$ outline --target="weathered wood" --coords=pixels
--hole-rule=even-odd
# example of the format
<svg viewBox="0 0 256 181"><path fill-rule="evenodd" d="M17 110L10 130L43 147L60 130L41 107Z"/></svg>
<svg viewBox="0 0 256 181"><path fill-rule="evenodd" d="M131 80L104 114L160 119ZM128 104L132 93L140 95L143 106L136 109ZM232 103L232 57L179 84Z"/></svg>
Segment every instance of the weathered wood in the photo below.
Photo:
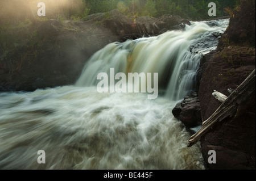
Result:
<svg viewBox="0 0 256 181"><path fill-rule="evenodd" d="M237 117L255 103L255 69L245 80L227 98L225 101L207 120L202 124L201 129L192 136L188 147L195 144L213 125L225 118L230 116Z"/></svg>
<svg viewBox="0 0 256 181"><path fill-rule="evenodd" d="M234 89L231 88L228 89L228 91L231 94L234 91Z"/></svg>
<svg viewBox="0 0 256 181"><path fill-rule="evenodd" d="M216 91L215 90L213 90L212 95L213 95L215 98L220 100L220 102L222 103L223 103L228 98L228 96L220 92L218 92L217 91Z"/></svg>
══════════
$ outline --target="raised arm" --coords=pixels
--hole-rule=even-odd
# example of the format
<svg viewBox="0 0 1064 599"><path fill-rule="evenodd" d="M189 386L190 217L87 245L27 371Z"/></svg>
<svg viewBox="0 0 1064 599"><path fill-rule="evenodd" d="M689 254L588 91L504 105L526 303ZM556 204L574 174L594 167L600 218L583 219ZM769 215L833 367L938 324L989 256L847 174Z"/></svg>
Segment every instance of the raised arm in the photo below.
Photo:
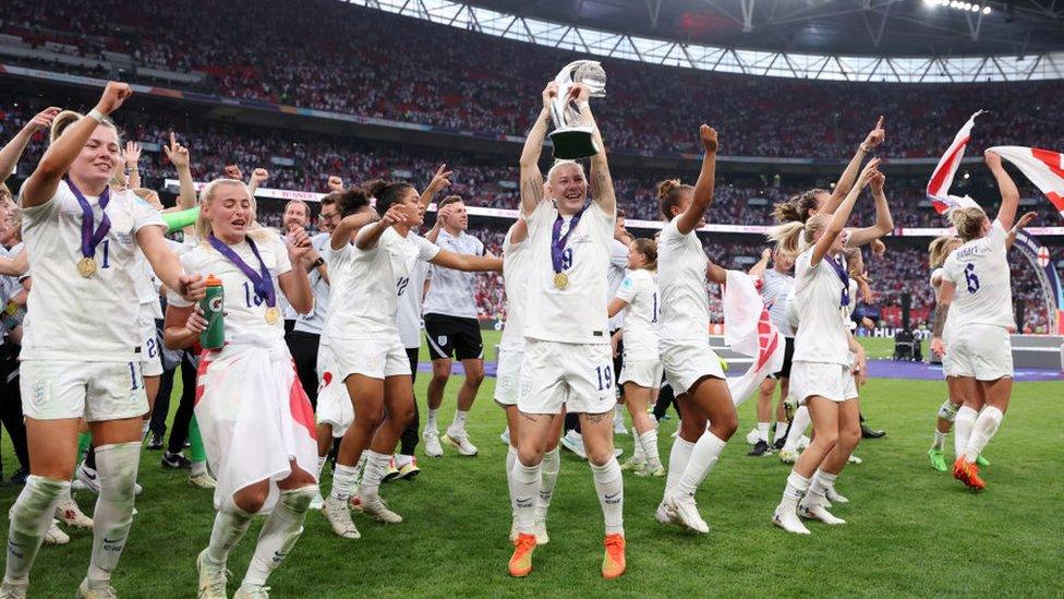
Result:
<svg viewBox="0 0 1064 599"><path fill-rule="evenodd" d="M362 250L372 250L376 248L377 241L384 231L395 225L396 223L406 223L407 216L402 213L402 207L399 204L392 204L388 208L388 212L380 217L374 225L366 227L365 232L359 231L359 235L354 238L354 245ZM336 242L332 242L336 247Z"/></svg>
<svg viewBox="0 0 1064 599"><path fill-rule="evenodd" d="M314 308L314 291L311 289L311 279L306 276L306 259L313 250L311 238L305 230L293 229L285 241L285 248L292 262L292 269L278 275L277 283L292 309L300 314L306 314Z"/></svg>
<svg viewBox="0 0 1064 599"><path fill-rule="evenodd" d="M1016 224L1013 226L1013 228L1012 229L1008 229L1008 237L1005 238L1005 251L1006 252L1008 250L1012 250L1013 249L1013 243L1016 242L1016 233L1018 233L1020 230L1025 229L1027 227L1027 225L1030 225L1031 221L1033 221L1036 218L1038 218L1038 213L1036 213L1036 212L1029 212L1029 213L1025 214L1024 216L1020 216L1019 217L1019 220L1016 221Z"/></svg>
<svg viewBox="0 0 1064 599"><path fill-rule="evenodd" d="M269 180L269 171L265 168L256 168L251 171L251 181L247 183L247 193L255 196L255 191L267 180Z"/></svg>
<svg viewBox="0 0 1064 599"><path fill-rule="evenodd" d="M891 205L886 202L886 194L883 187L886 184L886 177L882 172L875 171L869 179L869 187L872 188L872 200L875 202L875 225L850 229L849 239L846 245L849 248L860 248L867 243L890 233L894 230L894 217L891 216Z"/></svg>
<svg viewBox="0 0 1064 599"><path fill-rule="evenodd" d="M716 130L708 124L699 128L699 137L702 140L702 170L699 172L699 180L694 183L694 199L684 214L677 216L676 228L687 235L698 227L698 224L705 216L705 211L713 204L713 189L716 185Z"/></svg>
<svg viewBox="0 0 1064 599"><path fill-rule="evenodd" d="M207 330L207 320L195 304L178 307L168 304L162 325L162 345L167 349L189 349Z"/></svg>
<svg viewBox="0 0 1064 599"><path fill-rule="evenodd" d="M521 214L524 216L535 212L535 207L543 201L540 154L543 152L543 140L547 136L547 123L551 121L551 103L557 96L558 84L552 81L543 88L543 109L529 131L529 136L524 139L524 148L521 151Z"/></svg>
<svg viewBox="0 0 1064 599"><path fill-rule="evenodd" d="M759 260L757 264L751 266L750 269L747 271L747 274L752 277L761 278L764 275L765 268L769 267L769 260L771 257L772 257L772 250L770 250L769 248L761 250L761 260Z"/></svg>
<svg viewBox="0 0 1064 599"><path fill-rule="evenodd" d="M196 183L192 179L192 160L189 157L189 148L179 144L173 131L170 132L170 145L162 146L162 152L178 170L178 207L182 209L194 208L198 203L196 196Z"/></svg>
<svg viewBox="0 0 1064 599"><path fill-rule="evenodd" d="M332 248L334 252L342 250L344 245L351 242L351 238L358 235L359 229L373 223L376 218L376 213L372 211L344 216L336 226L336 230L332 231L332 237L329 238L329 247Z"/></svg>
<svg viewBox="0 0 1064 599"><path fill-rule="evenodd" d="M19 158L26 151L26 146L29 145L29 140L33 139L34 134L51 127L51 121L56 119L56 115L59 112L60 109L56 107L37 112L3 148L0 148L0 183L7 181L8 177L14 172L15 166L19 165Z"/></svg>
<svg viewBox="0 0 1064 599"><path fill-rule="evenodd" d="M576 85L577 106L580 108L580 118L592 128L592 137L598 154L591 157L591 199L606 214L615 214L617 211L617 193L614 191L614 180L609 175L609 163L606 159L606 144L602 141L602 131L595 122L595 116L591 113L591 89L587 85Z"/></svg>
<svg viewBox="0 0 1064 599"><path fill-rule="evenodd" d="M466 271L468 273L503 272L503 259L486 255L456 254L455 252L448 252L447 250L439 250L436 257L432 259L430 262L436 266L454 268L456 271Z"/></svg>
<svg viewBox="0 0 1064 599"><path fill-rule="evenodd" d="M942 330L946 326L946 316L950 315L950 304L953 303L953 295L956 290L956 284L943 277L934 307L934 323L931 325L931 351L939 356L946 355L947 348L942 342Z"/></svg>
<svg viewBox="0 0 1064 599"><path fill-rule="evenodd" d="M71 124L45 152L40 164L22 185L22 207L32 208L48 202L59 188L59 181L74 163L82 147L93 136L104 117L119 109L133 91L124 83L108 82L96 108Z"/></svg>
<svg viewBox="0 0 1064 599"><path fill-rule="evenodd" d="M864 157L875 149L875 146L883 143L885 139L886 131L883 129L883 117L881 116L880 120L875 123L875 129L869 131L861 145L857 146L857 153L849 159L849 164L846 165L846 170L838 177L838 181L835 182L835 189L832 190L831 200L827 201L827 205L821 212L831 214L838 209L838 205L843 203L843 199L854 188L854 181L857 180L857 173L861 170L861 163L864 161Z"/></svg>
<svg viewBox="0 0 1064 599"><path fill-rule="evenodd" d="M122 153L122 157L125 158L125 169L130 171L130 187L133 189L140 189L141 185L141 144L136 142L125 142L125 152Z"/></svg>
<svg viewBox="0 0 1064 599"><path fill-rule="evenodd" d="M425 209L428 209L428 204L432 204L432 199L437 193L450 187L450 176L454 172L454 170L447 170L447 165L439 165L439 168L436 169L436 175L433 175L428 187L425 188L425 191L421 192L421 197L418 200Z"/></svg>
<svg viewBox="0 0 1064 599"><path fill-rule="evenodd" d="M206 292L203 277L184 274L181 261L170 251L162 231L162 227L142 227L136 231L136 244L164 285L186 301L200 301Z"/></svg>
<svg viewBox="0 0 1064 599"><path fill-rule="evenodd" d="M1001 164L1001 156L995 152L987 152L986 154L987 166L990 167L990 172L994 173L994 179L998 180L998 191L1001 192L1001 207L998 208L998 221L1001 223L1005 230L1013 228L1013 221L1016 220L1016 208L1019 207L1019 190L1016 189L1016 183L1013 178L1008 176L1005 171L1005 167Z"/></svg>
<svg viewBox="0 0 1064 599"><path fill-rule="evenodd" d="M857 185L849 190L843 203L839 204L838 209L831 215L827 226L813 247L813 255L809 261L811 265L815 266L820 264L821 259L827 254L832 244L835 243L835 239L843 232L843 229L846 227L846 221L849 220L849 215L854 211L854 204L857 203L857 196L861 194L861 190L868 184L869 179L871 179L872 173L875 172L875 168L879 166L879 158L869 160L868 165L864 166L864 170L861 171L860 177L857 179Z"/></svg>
══════════
* What the task asks *
Return each line in the data above that includes the word "raised".

* Finished exercise *
$ outline --target="raised arm" --coords=pixels
Segment every instance of the raised arm in the photo below.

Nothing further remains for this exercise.